- **Texto exibido**:
Por outro lado, como bem lembrou o colunista David Brooks, do NYT, os “experts” sequer conseguiram fazer um diagnóstico (im)preciso sobre o passado, e a mentalidade intervencionista já pretende impor pesadas regulamentações sobre o mercado, a fim de evitar outras crises no futuro. Para isso, à meia dúzia de iluminados seriam dados poderes especiais para legislar sobre eventos de altíssima complexidade. Esses ungidos, segundo o mesmo raciocínio, deverão antecipar-se à criatividade dos “players” do mercado, além de saber exatamente como será a próxima crise. Os superburocratas deverão também ser capazes de descobrir uma bolha se formando logo em seu início, exatamente no momento em que as coisas parecem caminhar às mil maravilhas. Só podem estar brincando.

Ao fim e ao cabo, a utopia proposta pelos ativistas do Estado-Babá é que um pequeno grupo de burocratas, com salários girando em torno de $ 150.000 por ano, deva ser capaz de antecipar cada um dos passos dos criativos banqueiros e analistas financeiros de Wall Street, cuja capacidade e criatividade fazem com que seus ganhos anuais, não raro, fiquem umas dez vezes ou mais acima dos salários daqueles.

Para encerrar, eu diria que, mais do que uma questão meramente econômica, estamos hoje diante de uma questão de princípios. Como bem lembrou Luigi Zingales, da University of Chicago Business School, as decisões tomadas neste momento não trarão conseqüências somente em curto prazo: “elas irão moldar o tipo de capitalismo em que viveremos pelos próximos cinqüenta anos. Será que queremos viver num sistema onde os lucros são privados, mas as perdas socializadas? Ou queremos vivem num sistema em que as pessoas são responsáveis por suas decisões, onde o comportamento imprudente é penalizado e o comportamento prudente premiado? Para alguém como eu, que acredita sinceramente no sistema de livre mercado, o mais sério risco desta situação atual é que o interesse de uns poucos financistas irá solapar o funcionamento fundamental do sistema capitalista. É hora de salvar o capitalismo dos capitalistas”.

- **Conteúdo dos dados**:
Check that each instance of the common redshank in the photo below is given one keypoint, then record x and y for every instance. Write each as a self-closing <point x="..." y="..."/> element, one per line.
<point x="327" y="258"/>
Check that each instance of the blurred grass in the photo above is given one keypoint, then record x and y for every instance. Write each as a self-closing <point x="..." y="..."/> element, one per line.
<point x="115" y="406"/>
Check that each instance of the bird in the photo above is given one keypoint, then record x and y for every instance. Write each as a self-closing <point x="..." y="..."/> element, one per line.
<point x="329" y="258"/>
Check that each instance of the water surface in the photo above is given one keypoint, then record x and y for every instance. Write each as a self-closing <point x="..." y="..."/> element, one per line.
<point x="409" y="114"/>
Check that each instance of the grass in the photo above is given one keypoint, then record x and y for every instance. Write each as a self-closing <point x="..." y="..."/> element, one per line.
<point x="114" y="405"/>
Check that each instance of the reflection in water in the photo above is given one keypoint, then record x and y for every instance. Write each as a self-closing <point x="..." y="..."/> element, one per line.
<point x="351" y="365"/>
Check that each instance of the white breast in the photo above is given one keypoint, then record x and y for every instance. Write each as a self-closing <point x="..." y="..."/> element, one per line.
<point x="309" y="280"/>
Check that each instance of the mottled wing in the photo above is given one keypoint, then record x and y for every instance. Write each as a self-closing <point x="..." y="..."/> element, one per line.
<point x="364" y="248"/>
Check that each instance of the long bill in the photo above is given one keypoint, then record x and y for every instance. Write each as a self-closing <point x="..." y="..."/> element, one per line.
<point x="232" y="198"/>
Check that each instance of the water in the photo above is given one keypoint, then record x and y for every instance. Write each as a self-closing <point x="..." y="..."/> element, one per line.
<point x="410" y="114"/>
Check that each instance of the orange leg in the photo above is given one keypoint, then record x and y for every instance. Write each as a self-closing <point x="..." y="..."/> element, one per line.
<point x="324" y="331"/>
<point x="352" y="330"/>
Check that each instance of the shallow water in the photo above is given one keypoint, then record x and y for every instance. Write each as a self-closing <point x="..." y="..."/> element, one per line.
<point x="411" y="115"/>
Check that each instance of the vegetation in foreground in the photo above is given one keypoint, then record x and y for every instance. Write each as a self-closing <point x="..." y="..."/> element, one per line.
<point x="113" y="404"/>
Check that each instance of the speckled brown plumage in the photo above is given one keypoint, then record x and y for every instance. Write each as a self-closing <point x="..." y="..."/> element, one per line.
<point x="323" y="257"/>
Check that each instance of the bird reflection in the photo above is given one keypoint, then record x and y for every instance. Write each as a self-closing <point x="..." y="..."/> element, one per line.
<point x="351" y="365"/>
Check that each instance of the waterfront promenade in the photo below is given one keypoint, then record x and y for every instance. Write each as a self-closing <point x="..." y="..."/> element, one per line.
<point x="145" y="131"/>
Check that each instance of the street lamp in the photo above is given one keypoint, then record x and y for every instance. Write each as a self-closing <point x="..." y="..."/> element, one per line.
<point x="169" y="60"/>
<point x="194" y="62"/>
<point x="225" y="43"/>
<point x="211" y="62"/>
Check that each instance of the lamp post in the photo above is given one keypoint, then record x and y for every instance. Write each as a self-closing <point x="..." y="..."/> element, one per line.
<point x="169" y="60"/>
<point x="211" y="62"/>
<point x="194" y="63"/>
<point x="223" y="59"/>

- **Exercício proposto**:
Responda a partir do texto exibido:
(a) Qual colunista do NYT é citado?
(b) Em torno de quanto giram, por ano, os salários do pequeno grupo de burocratas?
(c) A que instituição pertence Luigi Zingales?
Responda com base somente no texto exibido.

- **Resposta ao exercício**:
(a) David Brooks.
(b) Em torno de $ 150.000 por ano.
(c) À University of Chicago Business School.